_Request_
Retype each of the following lines word for word, with no changes.

_Records for this exercise_
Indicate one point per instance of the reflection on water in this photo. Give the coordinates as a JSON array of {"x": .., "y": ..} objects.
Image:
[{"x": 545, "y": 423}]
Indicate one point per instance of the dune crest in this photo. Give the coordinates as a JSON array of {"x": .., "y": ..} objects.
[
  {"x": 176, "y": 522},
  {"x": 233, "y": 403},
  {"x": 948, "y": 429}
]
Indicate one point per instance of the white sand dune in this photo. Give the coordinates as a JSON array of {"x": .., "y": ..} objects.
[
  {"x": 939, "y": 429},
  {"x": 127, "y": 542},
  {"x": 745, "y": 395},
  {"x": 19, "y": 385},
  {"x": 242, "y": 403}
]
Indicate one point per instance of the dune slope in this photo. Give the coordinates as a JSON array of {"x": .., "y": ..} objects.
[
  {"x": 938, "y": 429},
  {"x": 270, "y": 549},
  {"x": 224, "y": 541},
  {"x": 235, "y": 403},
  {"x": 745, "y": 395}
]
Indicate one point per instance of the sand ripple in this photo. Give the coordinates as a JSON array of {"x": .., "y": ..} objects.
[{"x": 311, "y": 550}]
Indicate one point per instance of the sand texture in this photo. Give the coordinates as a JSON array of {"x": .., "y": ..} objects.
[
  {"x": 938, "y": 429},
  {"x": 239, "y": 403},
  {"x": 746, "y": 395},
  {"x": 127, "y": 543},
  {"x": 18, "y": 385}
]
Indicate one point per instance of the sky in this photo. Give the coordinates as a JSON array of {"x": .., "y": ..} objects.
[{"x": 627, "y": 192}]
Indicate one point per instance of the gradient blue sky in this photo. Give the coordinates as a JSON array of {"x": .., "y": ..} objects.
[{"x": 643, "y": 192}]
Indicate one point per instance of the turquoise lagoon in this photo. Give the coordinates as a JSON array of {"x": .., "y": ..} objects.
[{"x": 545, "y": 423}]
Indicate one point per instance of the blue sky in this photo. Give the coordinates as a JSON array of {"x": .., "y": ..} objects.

_Result of this task_
Indicate one point per instance of the reflection on water in this photo. Give the coordinates as a JSON array of {"x": .., "y": ..} objects.
Image:
[{"x": 545, "y": 423}]
Indicate one point per instance of the dune crest in this photo. Give the coordinates as a JSON array of {"x": .., "y": ..} objects.
[
  {"x": 176, "y": 522},
  {"x": 233, "y": 403},
  {"x": 948, "y": 429}
]
Indicate one point per instance of the white sand dune in this photo. Give the coordinates as a JSON array of {"x": .., "y": ..} objects.
[
  {"x": 939, "y": 429},
  {"x": 127, "y": 542},
  {"x": 745, "y": 395},
  {"x": 19, "y": 385},
  {"x": 242, "y": 403}
]
Indicate one point per instance of the dune slope in this photo. Give the coordinates as a JSON array of {"x": .., "y": ..} objects.
[
  {"x": 938, "y": 429},
  {"x": 270, "y": 549},
  {"x": 224, "y": 541},
  {"x": 235, "y": 403},
  {"x": 745, "y": 395}
]
Indicate one point per instance of the sand ripple in this photo. Give the coordinates as a JSON array of {"x": .., "y": ..} objects.
[{"x": 311, "y": 550}]
Indicate one point per instance of the sand texture in this photo. Give the coordinates as a JSON array of {"x": .., "y": ..} objects.
[
  {"x": 938, "y": 429},
  {"x": 239, "y": 403},
  {"x": 746, "y": 395},
  {"x": 127, "y": 543},
  {"x": 18, "y": 385}
]
Indicate one point per instance of the sky in this photo. Give the coordinates as a JSON array of {"x": .., "y": ..} objects.
[{"x": 627, "y": 192}]
Indicate one point per instance of the gradient blue sky in this photo. Give the coordinates as a JSON array of {"x": .., "y": ..} objects.
[{"x": 643, "y": 192}]
Indicate one point per instance of the turquoise lagoon in this photo. Give the coordinates as a JSON array of {"x": .., "y": ..} objects.
[{"x": 545, "y": 423}]
Indicate one point per instance of the blue sky in this photo. Give the coordinates as a JSON array of {"x": .., "y": ..} objects.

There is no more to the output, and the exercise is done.